- Task material:
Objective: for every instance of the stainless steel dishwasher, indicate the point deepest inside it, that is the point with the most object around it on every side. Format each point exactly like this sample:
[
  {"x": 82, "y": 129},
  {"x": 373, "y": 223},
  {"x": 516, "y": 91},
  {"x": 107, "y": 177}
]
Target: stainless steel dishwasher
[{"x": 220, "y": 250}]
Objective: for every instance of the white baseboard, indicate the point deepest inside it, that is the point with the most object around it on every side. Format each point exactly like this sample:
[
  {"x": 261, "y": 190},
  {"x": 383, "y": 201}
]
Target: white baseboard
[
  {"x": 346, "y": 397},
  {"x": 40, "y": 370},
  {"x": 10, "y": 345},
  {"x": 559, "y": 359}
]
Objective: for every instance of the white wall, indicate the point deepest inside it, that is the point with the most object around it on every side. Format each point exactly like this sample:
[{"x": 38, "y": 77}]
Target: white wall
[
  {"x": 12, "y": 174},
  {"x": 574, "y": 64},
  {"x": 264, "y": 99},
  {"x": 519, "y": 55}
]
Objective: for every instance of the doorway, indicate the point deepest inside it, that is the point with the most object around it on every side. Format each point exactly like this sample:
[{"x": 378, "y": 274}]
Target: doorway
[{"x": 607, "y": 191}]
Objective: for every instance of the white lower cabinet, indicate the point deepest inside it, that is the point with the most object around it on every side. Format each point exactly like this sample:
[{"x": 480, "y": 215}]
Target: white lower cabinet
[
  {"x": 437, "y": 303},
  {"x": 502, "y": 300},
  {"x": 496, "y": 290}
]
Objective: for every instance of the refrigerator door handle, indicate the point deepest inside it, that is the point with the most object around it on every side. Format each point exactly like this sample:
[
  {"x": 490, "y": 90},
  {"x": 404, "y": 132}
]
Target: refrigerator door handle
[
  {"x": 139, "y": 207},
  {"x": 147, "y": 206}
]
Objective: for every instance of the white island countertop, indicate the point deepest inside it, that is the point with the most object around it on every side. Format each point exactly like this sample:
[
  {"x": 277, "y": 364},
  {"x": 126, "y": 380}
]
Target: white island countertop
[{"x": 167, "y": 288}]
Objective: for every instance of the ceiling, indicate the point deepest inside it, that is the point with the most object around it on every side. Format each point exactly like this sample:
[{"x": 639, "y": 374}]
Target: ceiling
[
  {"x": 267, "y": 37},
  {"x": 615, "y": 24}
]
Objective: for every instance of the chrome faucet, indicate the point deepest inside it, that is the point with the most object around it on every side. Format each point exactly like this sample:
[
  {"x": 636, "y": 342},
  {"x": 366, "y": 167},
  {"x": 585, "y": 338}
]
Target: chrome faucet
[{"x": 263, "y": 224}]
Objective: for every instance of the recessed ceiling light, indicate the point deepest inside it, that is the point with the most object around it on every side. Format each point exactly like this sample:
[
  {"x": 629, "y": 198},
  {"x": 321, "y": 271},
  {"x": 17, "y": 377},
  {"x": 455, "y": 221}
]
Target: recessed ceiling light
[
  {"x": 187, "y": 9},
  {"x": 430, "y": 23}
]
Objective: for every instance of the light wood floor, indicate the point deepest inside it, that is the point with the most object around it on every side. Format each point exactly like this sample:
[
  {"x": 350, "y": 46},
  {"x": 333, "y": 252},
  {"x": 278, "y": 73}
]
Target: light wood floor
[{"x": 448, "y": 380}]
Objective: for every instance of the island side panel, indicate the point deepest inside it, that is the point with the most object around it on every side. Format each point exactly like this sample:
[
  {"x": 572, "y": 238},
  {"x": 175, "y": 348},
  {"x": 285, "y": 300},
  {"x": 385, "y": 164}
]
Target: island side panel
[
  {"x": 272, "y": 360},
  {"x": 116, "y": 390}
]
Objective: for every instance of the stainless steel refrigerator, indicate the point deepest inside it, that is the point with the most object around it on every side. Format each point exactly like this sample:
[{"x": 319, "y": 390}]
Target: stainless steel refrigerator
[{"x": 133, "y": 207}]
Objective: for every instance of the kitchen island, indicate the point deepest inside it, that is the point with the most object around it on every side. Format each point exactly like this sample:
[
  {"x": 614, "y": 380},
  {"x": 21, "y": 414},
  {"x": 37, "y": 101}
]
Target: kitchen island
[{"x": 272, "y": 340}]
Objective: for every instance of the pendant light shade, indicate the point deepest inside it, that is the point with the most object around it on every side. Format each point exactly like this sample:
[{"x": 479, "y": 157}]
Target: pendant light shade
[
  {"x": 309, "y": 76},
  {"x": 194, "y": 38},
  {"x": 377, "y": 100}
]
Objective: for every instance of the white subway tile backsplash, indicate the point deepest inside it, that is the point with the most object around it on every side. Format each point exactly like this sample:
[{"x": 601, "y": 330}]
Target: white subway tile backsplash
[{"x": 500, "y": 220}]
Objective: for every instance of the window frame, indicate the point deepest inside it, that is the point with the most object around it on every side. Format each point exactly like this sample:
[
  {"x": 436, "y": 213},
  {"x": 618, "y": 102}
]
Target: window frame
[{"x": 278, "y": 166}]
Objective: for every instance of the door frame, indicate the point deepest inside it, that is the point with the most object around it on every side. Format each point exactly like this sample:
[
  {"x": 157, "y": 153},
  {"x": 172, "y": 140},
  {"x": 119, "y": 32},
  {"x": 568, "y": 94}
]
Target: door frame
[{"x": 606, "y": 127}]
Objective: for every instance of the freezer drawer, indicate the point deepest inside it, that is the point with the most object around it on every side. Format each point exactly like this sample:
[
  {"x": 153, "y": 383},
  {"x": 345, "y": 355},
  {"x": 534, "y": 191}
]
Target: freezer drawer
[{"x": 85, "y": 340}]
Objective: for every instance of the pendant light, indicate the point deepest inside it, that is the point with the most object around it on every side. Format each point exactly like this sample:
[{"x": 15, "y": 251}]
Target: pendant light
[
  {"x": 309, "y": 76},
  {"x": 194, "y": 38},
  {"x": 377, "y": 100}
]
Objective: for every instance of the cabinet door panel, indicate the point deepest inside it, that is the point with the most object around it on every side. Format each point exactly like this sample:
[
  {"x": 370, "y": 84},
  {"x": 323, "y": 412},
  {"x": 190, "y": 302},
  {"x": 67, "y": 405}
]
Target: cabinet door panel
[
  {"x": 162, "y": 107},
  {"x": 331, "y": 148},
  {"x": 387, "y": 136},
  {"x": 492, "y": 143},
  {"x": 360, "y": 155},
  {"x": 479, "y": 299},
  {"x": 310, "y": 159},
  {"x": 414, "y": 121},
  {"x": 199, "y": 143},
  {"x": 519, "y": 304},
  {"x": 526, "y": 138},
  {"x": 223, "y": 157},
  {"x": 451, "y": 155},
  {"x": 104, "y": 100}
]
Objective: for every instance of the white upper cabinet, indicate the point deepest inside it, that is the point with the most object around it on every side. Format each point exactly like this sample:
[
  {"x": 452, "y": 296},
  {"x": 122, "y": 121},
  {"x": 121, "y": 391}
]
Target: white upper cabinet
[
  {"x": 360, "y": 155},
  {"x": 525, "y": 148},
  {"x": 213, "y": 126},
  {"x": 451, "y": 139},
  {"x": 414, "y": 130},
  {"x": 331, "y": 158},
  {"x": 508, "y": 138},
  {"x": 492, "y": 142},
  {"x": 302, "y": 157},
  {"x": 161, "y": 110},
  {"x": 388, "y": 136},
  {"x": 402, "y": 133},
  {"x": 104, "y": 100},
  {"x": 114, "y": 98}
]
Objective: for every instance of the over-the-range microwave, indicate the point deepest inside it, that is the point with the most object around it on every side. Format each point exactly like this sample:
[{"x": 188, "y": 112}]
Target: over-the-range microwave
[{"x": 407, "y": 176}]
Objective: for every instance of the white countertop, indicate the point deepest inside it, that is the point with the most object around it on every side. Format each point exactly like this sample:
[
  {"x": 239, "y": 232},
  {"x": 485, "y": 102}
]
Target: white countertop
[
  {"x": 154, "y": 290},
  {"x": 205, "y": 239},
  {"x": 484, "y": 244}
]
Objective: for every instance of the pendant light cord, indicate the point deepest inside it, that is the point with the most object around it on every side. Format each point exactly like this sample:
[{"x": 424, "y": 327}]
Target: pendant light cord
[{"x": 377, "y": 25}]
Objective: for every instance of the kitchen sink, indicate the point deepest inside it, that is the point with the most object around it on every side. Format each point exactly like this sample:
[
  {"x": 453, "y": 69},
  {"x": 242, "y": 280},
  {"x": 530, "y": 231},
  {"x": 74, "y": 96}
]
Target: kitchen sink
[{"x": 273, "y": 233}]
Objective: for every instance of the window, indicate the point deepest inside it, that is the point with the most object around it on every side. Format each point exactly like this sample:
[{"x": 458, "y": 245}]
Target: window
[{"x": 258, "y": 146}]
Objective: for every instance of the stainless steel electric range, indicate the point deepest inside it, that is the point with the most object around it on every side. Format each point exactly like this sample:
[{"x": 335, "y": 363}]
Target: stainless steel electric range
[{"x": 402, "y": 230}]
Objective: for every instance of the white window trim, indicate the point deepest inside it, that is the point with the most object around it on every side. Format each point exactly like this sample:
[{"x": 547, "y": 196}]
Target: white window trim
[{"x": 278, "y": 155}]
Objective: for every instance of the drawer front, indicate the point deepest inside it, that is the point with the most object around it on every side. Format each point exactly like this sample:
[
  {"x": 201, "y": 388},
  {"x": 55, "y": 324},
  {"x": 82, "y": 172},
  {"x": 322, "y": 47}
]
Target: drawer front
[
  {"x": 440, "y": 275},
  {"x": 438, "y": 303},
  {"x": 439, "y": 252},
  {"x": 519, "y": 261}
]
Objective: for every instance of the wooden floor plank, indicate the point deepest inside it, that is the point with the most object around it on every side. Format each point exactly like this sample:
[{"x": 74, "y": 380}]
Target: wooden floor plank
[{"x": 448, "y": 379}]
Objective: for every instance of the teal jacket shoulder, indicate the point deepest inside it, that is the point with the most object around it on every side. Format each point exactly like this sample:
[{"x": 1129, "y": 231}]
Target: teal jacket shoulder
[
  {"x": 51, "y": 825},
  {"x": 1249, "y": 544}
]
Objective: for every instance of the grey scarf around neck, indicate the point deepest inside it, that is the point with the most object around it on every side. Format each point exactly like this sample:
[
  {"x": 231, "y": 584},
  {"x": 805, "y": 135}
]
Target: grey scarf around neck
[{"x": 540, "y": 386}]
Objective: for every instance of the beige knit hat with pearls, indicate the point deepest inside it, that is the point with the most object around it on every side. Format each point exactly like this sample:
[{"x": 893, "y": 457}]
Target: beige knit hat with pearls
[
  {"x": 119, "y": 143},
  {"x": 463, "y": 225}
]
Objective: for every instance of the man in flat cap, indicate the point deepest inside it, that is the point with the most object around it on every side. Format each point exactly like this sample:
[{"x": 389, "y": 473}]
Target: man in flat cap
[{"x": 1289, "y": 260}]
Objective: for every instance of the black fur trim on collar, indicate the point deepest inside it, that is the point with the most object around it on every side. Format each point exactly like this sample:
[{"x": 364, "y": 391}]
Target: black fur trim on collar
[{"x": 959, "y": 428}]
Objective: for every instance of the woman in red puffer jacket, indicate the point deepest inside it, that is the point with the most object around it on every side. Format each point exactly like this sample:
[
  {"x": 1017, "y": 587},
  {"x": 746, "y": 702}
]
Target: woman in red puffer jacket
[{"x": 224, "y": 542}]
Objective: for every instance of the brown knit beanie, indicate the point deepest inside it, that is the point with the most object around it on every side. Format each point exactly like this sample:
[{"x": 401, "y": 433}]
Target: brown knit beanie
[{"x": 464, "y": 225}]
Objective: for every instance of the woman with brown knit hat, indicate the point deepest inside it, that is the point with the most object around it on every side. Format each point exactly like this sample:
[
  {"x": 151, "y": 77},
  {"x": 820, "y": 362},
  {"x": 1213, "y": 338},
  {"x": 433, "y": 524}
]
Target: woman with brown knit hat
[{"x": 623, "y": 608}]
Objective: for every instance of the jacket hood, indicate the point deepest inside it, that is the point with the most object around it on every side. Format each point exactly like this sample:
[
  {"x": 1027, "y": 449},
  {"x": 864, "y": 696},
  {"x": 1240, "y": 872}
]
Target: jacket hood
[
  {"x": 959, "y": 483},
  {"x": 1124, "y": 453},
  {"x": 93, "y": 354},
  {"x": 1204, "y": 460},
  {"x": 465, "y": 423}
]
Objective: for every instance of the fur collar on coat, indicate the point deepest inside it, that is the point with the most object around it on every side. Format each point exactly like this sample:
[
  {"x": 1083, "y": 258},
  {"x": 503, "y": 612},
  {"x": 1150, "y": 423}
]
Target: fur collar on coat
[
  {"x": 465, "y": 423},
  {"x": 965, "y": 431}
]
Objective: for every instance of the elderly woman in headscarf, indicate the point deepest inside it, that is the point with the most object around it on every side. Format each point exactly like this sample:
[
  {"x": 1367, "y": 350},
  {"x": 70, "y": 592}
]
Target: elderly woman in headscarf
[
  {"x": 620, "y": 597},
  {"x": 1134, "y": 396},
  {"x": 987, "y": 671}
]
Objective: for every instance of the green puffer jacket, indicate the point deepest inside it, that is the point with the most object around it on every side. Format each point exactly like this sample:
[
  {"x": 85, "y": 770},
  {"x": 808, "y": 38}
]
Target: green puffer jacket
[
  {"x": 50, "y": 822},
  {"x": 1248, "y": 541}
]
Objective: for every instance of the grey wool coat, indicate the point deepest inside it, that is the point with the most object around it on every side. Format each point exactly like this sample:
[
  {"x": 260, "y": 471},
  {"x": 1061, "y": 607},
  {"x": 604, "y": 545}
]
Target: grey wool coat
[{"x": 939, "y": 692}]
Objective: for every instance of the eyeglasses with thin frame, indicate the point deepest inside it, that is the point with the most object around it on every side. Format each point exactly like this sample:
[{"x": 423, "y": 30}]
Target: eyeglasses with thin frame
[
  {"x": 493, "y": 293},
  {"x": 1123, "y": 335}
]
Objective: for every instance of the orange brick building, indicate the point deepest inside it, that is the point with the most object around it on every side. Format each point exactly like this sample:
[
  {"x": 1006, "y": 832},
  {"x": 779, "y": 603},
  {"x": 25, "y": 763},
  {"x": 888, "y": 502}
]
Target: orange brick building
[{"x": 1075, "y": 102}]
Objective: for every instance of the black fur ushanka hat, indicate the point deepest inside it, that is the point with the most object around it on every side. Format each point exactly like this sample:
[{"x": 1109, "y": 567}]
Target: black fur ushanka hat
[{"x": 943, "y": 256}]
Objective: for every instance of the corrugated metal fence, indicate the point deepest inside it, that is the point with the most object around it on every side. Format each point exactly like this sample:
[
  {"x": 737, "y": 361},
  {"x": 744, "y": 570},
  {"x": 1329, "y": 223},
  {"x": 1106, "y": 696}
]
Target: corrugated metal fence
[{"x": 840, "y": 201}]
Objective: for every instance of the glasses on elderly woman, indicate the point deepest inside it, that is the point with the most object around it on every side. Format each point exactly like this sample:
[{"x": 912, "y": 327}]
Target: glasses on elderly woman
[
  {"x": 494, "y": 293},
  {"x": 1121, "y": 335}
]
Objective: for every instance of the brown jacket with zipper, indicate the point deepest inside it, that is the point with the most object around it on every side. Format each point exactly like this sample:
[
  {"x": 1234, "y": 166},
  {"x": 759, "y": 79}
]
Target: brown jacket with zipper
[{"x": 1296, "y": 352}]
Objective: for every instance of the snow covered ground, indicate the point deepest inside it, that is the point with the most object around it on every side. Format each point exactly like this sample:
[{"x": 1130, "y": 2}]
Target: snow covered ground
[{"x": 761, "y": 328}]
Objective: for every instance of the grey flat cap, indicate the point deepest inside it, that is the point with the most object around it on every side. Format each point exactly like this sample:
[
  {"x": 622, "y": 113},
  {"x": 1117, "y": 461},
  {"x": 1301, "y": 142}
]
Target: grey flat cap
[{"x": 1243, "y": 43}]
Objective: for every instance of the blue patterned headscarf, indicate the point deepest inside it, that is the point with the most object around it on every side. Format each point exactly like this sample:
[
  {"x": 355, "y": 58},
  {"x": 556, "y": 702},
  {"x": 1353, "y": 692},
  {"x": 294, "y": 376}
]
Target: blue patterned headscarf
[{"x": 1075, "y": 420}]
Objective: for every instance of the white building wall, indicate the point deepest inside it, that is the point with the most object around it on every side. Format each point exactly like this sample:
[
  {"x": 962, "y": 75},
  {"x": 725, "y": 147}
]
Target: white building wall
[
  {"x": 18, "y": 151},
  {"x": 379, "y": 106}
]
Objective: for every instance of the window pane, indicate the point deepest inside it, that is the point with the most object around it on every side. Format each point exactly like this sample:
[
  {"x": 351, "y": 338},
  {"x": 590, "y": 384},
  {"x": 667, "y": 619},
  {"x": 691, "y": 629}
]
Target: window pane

- Task prompt: Quote verbatim the line containing "Objective: for every instance of the white building" and every line after it through the end of the records above.

- Expected answer:
Objective: for every instance of the white building wall, indicate the point deepest inside it, that is the point with the most object around it on every side. Format each point exactly like this sample:
[
  {"x": 962, "y": 75},
  {"x": 725, "y": 147}
]
Target: white building wall
[
  {"x": 18, "y": 151},
  {"x": 379, "y": 106}
]
Objective: for every instance of the window pane, indicate the point deepest inside it, that is the point with the most object around it on every side. Format each point exactly like this sample:
[
  {"x": 351, "y": 338},
  {"x": 590, "y": 384},
  {"x": 667, "y": 619},
  {"x": 691, "y": 629}
]
Target: window pane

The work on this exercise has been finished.